Is there any possibility to do divergent summation with $\sum_{k=1}^{\infty}\exp(\sqrt k) $?

Question

Self-studying some properties of the exponential-function I came to the question of ways to assign a value to the divergent sum $$s=\sum_{k=1}^{\infty}\exp(\sqrt k) $$ I have no idea how to attack this with standard methods (I do not know many).

I tried a replacement using reversing order of summation when $s$ is expressed as double sum and introducing zeta at negative half-integer values. I wrote the double-sum as $$ \begin{array} {rr} s &=& \sum_{k=1}^{\infty} \sum_{j=0}^{\infty} \frac{k^{j/2}}{j!} &=& \sum_{j=0}^{\infty} \frac{\sum_{k=1}^{\infty} k^{j/2}}{j!} &=& \sum_{j=0}^{\infty} \frac{\zeta(-j/2)}{j!} \end{array}$$

With this Pari/GP gives me about $ s=-0.753717005339 $ .

Moreover I'm curious whether I have to extend the index to $-2$ to get formally $$s = -1 + 0 + \sum_{k=0}^{\infty}\frac{\zeta(-k/2)}{k!}$$ where I've set $\frac{\zeta(0.5)}{(-1)!} = 0 $ and $\frac{\zeta(1)}{(-2)!} =\frac{(-1)!}{(-2)!} =-1 $ to arrive at $ s_1=-1.753717005339 $

But this is just a shot in the dark. I've tried with another trick which works in some circumstances to sum the alternating series first, and then add an alternating partial series etc, like $$s=\sum_{k=1}^{\infty} (-1)^{k-1} \exp(\sqrt k) + 2*\sum_{k=1}^{\infty} (-1)^{k-1} \exp(\sqrt{ 2 k}) + 4*... $$ but this doesn't help either since all sums are positive and I get another divergent and monotonuously increasing sequence of partial sums. One of the problems is, that regular summations cannot sum divergent series if all summands are positive and also increase, so my standard tools fail here.

Q: how else could I sum that series?

[edit]: Things begin to complicate... I tried another approach and got a result with a suspicious integer difference. I look at the formal powerseries $$ g(x) = \exp(\sqrt{1+x}-1) = 1 + g_1 \frac{x}{1!}+ g_2 \frac{x^2}{2!}+ \ldots $$ and $$ \begin{array} {ll} t&=&e*(g(0)+g(1)+g(2)+g(3)+...) \\\ &=& e*g(0) + e*(g(1)+g(2)+g(3)+\ldots) \\\ &=& e*g(0)+e*t_1 \end{array} $$
Then, by the same principle of reordering summation of the formal doubleseries we get another sum of zetas, but now at negative integer arguments $$ \begin{array} {ll} t_1 &=& g(1)+g(2)+\ldots \\\ &=& 1*\zeta(0)+g_1*\frac{\zeta(-1)}{1!} +g_2*\frac{\zeta(-2)}{2!}+\ldots \end{array} $$ if that reordering makes sense.
Interestingly the value which I get by this is $t=1.246282994682$ where much interestingly $s=t-2$ . This does not yet confirm one value over the other. But to have just a simple integer-difference seems to tell, that in principle these paths of computation are not completely meaningless (?)
----------------------------------------
◆ **GIVEN INSTRUCTION 1**
According to the post above, roughly what value does Pari/GP give for s?

◆ **MATERIAL TO PROCESS**
----------------------------------------
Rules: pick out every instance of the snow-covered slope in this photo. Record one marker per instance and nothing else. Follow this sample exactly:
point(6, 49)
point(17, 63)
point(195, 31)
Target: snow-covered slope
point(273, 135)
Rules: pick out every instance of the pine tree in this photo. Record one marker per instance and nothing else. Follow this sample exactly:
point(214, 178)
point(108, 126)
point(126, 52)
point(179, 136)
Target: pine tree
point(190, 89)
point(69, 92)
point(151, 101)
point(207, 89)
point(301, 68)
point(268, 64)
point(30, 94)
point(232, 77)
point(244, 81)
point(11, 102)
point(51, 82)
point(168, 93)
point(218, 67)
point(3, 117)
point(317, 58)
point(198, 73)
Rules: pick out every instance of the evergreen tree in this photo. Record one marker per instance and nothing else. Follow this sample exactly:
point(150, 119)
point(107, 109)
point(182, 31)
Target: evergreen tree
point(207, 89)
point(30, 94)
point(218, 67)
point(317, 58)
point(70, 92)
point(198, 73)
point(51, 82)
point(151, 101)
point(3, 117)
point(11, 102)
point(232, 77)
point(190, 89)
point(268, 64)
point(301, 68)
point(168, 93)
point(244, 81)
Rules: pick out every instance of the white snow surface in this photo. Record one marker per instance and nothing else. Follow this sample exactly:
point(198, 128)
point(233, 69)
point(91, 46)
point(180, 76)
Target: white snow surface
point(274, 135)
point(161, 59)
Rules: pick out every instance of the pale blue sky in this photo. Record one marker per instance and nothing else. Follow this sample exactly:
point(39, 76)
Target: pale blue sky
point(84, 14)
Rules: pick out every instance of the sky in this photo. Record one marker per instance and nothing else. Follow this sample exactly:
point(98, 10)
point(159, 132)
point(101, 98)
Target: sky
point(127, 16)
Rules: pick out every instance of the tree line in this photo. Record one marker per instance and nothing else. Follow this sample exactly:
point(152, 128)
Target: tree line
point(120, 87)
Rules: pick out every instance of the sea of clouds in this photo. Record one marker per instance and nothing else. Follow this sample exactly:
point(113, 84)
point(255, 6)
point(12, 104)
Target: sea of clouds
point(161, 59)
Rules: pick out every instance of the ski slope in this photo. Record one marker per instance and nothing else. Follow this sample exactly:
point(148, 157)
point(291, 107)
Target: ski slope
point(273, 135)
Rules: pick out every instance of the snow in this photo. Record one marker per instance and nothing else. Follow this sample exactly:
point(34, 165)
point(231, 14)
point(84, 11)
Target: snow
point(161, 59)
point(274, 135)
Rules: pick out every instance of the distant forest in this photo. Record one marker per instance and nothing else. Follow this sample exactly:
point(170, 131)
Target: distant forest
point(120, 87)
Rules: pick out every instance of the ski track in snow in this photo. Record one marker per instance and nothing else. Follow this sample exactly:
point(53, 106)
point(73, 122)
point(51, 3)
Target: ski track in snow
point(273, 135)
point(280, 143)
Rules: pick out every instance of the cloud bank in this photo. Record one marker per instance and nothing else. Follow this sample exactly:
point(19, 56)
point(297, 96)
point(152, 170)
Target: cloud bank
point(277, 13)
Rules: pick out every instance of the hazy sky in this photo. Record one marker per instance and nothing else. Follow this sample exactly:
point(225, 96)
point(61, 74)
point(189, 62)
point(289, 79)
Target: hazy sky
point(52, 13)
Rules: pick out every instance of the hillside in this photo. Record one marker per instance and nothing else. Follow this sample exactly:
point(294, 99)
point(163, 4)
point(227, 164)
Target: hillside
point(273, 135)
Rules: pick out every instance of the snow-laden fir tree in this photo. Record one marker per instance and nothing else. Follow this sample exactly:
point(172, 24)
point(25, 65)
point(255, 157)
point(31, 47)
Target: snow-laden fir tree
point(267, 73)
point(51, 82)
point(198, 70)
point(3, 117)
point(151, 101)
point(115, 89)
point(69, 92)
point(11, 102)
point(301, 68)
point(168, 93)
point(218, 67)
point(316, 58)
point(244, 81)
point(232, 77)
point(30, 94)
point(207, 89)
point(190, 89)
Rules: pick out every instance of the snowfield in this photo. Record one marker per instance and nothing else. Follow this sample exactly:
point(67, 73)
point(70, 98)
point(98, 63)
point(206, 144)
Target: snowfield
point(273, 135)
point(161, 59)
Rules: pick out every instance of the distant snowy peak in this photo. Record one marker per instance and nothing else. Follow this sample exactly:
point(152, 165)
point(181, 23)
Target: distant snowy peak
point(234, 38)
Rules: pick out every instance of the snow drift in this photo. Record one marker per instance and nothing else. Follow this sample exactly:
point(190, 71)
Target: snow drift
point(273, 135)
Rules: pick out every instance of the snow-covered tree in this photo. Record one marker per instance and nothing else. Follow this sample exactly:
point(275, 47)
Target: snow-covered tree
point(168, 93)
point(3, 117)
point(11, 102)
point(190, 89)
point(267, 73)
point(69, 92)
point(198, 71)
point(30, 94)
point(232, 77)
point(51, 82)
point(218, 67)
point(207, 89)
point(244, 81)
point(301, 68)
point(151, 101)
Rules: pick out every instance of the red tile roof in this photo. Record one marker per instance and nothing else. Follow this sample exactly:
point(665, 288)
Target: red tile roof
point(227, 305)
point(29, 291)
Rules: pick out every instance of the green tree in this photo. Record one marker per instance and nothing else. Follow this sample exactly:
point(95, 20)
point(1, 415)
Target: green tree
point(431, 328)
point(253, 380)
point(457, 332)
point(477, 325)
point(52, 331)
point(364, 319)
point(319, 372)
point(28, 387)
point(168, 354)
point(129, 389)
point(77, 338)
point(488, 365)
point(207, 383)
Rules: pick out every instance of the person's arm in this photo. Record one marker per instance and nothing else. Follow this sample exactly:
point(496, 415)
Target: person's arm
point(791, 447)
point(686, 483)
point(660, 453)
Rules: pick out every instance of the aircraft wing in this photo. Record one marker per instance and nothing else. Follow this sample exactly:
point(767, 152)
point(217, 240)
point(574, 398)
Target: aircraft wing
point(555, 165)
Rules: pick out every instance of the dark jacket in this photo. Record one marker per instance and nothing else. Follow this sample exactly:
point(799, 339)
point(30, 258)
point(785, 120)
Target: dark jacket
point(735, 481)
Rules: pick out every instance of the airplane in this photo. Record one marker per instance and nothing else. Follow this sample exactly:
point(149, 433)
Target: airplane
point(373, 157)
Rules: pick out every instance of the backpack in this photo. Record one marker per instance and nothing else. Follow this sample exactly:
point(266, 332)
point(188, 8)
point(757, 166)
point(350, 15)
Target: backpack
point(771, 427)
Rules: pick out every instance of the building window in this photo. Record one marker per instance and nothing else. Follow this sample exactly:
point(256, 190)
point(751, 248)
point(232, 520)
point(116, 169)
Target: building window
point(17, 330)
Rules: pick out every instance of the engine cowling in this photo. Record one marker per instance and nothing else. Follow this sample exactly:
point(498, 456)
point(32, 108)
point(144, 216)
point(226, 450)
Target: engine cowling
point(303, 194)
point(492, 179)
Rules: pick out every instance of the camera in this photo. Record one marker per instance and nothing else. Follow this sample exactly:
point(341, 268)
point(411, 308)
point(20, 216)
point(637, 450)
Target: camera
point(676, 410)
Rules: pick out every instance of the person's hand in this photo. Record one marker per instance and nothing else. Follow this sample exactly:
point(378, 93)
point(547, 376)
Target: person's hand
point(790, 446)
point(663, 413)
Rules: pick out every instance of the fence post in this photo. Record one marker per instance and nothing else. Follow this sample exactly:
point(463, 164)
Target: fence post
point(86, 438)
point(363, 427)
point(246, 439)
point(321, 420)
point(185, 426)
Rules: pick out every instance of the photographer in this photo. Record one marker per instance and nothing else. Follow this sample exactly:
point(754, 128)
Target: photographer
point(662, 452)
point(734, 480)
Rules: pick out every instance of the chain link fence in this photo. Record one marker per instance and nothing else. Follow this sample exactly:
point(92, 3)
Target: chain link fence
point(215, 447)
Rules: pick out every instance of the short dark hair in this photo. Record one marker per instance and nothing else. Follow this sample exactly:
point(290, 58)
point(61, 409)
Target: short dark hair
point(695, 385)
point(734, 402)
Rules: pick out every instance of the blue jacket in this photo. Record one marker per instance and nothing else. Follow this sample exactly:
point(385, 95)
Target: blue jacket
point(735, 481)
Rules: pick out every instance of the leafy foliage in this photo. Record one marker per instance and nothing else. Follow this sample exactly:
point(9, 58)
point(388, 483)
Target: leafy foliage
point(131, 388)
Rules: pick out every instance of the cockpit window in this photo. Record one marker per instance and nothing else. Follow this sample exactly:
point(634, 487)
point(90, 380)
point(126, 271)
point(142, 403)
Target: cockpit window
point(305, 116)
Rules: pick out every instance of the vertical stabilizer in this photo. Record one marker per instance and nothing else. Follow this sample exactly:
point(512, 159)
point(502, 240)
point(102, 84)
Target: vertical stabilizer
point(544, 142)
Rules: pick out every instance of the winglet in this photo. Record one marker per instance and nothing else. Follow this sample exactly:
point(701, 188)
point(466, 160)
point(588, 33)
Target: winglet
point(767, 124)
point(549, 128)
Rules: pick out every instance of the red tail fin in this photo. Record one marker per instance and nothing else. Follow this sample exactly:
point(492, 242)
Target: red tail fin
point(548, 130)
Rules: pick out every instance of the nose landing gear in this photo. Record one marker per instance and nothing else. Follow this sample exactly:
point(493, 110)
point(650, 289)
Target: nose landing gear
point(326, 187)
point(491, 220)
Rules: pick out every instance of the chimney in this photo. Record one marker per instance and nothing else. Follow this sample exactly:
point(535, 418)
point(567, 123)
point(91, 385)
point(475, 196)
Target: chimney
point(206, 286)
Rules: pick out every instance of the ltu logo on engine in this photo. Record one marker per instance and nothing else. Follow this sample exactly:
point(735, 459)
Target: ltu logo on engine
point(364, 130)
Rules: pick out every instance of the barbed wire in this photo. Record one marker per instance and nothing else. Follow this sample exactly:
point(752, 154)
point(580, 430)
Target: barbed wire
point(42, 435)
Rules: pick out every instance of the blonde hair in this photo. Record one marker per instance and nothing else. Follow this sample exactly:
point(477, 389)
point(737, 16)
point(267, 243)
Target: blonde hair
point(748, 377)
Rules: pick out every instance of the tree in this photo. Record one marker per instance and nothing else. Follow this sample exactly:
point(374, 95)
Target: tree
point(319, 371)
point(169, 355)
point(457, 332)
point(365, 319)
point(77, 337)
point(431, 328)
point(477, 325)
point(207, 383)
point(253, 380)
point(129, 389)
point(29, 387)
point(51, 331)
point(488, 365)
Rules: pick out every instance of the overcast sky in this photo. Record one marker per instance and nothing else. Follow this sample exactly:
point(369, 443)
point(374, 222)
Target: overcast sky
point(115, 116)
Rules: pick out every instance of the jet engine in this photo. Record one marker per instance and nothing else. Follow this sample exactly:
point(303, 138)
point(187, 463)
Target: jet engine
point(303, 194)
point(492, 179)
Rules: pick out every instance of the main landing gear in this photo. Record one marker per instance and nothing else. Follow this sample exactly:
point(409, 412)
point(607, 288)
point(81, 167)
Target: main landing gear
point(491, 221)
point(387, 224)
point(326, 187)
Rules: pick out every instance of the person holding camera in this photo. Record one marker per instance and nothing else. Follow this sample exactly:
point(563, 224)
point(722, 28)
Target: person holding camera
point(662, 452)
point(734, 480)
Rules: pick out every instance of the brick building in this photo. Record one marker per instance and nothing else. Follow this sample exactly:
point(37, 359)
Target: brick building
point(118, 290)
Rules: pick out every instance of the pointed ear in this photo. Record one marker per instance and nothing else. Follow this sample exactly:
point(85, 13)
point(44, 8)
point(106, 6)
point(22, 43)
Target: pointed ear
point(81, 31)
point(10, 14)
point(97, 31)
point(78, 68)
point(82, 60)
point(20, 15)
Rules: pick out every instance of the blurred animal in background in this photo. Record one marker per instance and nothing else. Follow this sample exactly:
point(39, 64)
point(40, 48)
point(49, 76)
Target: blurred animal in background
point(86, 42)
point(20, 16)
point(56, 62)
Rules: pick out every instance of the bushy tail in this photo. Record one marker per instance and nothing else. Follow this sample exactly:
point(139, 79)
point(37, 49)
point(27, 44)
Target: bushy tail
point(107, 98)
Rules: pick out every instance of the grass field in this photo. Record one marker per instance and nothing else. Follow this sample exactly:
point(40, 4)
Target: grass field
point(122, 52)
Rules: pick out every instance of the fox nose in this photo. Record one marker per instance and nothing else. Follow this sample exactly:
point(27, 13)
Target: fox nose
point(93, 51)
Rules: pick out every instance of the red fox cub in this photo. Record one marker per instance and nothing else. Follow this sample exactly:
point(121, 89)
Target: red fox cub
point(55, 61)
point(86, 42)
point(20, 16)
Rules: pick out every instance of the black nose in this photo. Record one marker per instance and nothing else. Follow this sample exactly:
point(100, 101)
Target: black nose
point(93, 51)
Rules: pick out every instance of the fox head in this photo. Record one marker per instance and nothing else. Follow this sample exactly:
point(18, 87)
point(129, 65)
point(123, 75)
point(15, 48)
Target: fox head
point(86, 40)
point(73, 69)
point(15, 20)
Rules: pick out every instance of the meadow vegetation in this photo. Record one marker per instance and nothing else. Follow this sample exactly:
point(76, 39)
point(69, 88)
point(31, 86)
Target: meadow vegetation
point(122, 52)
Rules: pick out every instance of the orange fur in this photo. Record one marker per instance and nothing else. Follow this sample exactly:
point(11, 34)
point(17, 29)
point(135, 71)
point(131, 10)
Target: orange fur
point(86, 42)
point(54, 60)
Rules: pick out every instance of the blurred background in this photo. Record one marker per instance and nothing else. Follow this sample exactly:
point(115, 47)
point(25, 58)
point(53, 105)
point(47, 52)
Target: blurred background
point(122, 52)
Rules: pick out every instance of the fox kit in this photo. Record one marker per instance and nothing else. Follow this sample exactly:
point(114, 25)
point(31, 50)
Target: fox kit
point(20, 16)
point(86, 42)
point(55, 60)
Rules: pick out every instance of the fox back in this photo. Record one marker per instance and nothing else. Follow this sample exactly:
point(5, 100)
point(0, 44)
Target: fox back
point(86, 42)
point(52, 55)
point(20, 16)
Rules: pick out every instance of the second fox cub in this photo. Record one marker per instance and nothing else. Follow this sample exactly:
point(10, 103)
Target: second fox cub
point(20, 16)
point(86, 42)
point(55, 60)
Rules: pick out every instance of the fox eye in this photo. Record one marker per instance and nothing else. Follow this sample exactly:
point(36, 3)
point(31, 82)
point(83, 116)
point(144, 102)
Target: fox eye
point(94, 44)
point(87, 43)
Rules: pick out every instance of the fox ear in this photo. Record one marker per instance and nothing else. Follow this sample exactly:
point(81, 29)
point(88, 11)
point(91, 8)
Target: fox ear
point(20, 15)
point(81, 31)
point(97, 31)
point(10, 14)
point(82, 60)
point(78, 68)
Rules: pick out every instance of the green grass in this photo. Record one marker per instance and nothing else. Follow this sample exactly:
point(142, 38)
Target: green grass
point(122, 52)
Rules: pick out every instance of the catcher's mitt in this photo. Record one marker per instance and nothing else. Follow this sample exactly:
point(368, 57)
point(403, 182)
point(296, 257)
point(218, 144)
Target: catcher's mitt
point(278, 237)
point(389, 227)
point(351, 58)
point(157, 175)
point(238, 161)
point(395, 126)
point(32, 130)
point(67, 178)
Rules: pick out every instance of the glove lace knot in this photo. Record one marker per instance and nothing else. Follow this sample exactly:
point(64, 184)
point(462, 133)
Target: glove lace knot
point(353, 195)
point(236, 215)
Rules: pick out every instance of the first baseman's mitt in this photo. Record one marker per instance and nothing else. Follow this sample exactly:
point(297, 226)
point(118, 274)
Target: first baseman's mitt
----------------------------------------
◆ **GIVEN INSTRUCTION 2**
Tally the lines in the rows above that contain the string "building", treating uppercase and lowercase as different, and reply with the number only.

◆ **TASK OUTPUT 1**
About −0.753717005339.

◆ **TASK OUTPUT 2**
4